++++ DOCUMENT PASSAGE

Terror attacks in Jammu: Time to understand Pakistan’s deep-seated anti-India mindset
It is high time we explored and implemented a long-range vision, strategic understanding, and a lasting solution to the Pakistan problem and its internal spill-overs in India in the form of jihadist radicalisation and terrorism
Analysis
By Dr. Abhinav Pandya
On July 15, 2024, Greater Kashmir posted a tweet by RR Swain, DGP of Jammu and Kashmir, which said:
“Pakistan successfully infiltrated all important aspects of civil society, thanks to so-called mainstream or regional politics in the valley. There is ample evidence to show that many had owned the art of running with the hare and hunting with the hound, which left both the common man and the security bewildered, frightened, and confused. Visiting the homes of killed terrorists and expressing sympathy in public was normal. While the elimination of new recruits in terrorism was allowed and tacitly encouraged, those who facilitated recruitment and arranged finances were never investigated. SP-rank officers were arrested and put in jails alongside terrorists for crimes they had never committed. The drowning of two girls in 2014 was allowed to be hijacked by narrative terrorism that held the valley at ransom, hartals, and rioting for many weeks. A very detailed investigation by the CBI and verified by AIIMS forensics proved it was an accident. Things had come to such a pass that the so-called mainstream political parties had started cultivating leaders of terror networks and sometimes directly to further their electoral prospects.”
As a counterterrorism analyst who has done extensive field research in Kashmir, I find this statement coming from a high-ranking police official a bit unusual. Had it come from a researcher or an intelligence professional with a nuanced understanding of terrorism, it would not have been surprising. However, Swain has spent many years in the intelligence world. With Swain’s statement, it appears that finally India’s security apparatus is developing a much deeper and layered understanding of the Pakistan-sponsored terrorism in J&K.
A lot has been written about the immediate causes and factors behind the sudden upsurge in terrorist attacks in the Jammu region.

++++++++
++++ STORED DATA

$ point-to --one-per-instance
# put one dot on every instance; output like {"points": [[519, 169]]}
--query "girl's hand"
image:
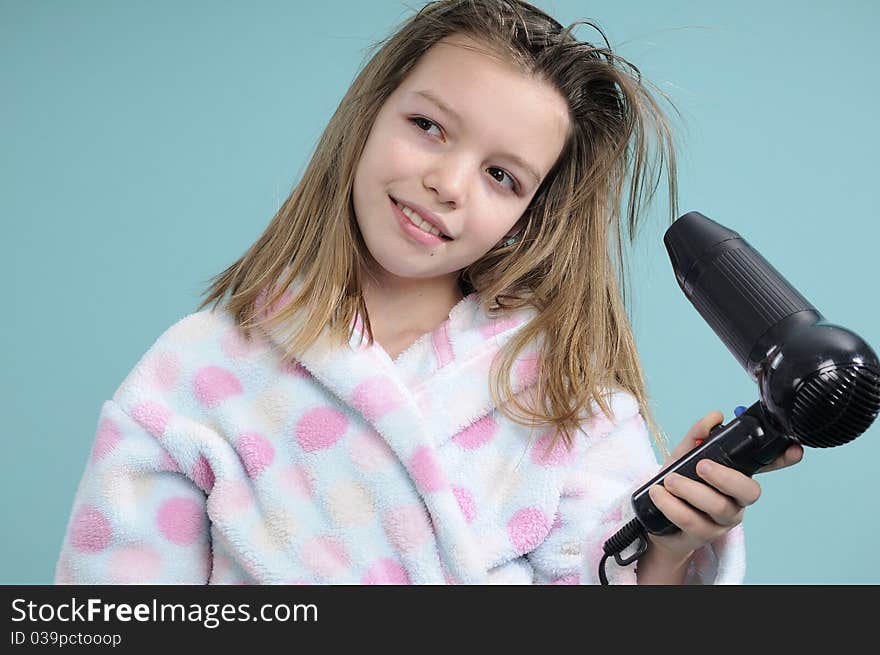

++++++++

» WHAT IS ASKED:
1. In the analysis of terror attacks in Jammu, on what date did Greater Kashmir post the tweet by RR Swain?
2. Rewrite the passage from the analysis of terror attacks in Jammu, starting at "As a counterterrorism" and ending at "terrorism in J&K.", substituting "on-the-ground study" for "field research".

» SOLVED TASKS:
1. July 15, 2024

2.
As a counterterrorism analyst who has done extensive on-the-ground study in Kashmir, I find this statement coming from a high-ranking police official a bit unusual. Had it come from a researcher or an intelligence professional with a nuanced understanding of terrorism, it would not have been surprising. However, Swain has spent many years in the intelligence world. With Swain’s statement, it appears that finally India’s security apparatus is developing a much deeper and layered understanding of the Pakistan-sponsored terrorism in J&K.